> HOW TO COMPLETE THIS TASK
Copy out again, unchanged, the line that contains "Target: grass field" and every line after it down to the last line of the data.

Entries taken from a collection

______

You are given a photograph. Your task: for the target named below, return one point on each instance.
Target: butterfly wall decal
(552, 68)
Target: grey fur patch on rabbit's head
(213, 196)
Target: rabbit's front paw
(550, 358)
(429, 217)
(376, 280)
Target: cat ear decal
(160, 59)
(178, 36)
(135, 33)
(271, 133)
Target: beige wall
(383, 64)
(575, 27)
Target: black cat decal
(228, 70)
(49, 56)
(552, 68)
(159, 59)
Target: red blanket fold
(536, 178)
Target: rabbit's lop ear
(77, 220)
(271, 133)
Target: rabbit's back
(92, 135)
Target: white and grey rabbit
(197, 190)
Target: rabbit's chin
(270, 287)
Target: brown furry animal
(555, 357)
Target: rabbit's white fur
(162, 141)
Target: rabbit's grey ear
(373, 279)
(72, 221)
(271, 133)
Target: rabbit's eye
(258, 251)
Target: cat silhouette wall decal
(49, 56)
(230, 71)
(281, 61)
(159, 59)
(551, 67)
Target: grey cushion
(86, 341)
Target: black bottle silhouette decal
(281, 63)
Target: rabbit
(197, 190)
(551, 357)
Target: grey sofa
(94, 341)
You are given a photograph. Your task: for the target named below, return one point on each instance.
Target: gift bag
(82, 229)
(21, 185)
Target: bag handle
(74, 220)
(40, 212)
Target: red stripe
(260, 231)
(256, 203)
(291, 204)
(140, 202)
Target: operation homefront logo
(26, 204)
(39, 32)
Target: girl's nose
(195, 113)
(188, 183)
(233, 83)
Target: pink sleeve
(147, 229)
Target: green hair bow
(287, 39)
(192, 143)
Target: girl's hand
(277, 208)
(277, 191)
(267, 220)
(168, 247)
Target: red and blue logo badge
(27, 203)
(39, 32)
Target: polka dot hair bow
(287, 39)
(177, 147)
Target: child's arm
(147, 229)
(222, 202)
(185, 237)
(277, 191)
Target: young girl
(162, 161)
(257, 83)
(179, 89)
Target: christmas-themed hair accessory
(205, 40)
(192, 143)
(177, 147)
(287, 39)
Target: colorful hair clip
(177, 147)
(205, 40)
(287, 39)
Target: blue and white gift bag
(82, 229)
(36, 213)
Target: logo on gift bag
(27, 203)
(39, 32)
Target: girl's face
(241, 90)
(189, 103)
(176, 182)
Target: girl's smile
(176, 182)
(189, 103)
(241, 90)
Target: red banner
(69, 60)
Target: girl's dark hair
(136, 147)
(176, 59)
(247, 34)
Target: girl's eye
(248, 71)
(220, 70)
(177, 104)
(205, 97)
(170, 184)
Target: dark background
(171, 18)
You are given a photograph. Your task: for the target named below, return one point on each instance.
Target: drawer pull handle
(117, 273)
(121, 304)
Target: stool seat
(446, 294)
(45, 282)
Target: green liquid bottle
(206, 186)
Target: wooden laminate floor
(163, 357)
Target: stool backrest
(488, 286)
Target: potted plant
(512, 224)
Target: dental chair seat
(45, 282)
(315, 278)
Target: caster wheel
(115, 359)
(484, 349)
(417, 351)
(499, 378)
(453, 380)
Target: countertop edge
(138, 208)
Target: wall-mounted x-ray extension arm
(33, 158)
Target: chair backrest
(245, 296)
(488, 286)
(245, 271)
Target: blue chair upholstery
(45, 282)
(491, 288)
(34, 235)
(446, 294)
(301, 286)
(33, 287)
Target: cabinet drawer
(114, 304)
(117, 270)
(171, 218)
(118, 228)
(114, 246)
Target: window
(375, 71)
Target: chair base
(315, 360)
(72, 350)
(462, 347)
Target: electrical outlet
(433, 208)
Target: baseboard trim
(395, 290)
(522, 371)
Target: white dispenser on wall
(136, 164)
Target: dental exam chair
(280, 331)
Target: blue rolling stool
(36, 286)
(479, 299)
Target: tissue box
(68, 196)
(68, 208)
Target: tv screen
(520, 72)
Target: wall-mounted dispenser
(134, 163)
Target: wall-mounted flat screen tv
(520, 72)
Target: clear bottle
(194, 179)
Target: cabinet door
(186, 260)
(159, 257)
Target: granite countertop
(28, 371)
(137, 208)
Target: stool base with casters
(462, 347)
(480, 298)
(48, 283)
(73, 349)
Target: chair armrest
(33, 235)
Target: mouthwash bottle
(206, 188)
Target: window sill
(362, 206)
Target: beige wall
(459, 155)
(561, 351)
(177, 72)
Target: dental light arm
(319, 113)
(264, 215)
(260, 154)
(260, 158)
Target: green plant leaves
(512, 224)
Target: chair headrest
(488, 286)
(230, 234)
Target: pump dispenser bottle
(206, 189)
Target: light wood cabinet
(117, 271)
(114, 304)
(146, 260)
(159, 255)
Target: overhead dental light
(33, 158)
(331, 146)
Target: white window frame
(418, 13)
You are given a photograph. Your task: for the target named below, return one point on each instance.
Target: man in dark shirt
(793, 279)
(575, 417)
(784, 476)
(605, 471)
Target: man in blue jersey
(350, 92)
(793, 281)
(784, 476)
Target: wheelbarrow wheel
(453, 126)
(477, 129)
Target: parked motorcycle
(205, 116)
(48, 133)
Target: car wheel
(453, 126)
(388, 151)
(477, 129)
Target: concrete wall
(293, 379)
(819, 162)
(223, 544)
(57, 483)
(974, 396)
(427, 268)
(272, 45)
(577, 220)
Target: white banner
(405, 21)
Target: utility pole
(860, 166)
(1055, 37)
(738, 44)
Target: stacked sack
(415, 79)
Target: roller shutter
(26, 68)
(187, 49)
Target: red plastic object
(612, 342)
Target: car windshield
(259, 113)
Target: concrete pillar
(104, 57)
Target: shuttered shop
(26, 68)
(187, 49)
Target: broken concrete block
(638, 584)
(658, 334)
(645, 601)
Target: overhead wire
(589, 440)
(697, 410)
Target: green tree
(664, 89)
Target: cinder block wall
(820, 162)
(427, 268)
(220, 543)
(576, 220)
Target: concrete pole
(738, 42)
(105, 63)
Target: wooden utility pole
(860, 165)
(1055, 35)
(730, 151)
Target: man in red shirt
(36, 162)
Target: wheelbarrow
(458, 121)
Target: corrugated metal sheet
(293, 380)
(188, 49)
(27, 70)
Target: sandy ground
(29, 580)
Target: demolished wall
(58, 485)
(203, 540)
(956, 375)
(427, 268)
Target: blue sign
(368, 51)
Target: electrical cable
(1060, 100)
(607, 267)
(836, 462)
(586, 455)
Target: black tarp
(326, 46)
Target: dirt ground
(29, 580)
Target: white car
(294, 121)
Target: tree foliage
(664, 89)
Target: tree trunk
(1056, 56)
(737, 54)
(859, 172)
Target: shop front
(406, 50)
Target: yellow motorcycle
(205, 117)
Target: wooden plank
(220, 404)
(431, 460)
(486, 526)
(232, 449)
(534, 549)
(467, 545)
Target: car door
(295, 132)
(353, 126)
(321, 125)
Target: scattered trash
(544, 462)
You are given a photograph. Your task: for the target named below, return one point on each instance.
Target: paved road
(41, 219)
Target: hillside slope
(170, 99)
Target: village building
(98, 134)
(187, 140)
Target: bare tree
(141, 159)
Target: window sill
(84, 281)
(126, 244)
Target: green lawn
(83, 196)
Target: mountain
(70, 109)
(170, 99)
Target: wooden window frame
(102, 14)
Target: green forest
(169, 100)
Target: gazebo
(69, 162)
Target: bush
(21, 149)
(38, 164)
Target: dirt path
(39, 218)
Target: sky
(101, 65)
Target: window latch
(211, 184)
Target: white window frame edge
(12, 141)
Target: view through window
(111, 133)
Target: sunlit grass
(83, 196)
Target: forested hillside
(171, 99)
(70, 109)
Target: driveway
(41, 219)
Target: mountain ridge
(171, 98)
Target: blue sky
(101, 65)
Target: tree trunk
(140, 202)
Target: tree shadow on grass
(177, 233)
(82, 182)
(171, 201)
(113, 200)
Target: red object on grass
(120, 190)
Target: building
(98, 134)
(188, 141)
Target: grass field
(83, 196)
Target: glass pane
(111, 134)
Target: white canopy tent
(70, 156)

______

> TASK OUTPUT
Target: grass field
(83, 196)
Target: glass pane
(111, 134)
Target: white canopy tent
(70, 156)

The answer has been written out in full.